■ What is being asked ■
Copy every line of the data below verbatim, leaving out the picture.

■ Provided records ■
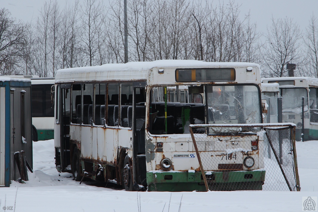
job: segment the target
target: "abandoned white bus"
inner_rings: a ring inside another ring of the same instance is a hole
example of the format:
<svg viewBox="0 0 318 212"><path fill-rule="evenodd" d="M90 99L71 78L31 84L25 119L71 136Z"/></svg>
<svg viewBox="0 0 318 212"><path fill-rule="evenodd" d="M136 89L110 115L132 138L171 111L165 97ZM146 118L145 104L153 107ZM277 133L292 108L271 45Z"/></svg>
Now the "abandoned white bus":
<svg viewBox="0 0 318 212"><path fill-rule="evenodd" d="M263 81L279 84L282 98L280 121L296 125L296 140L318 139L318 79L277 77L265 78Z"/></svg>
<svg viewBox="0 0 318 212"><path fill-rule="evenodd" d="M54 138L54 105L51 99L53 78L33 77L32 85L32 138L35 141Z"/></svg>
<svg viewBox="0 0 318 212"><path fill-rule="evenodd" d="M189 125L261 123L259 68L251 63L163 60L59 70L56 168L72 173L77 181L99 179L127 190L205 191ZM167 96L167 87L177 91L181 86L187 87L190 103L178 102L177 94ZM204 101L191 102L194 94ZM222 175L235 170L241 173L236 182L262 189L262 151L251 142L255 136L247 134L249 141L244 144L253 150L249 154L253 164L243 165L246 155L239 152L225 157L223 165L238 165L218 168L217 164L211 170L216 182L231 183ZM252 179L245 178L249 173Z"/></svg>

■ Result of the exercise ■
job: segment the target
target: "abandoned white bus"
inner_rings: a ring inside another ring of the same instance is a hole
example of the format:
<svg viewBox="0 0 318 212"><path fill-rule="evenodd" d="M90 99L71 78L31 84L25 119L71 136Z"/></svg>
<svg viewBox="0 0 318 212"><path fill-rule="evenodd" d="M136 89L110 115L132 138L171 111L165 97ZM146 118L145 104L153 107ZM277 133L292 108L271 45Z"/></svg>
Now the "abandoned white bus":
<svg viewBox="0 0 318 212"><path fill-rule="evenodd" d="M263 81L279 84L282 98L280 121L296 125L296 140L318 139L318 79L277 77L265 78Z"/></svg>
<svg viewBox="0 0 318 212"><path fill-rule="evenodd" d="M54 138L54 105L51 99L53 78L33 77L32 85L32 138L35 141Z"/></svg>
<svg viewBox="0 0 318 212"><path fill-rule="evenodd" d="M189 125L261 123L259 68L251 63L163 60L59 70L56 168L72 173L77 181L99 179L127 190L205 191ZM167 96L167 87L177 91L181 86L187 87L190 103L178 102L177 94ZM204 101L191 102L194 94ZM222 175L235 170L241 173L236 182L262 189L262 151L251 142L255 136L247 134L249 141L244 144L253 150L249 154L253 164L243 165L246 155L239 152L225 157L223 165L238 165L218 168L217 164L211 170L216 182L231 183ZM252 179L245 178L249 173Z"/></svg>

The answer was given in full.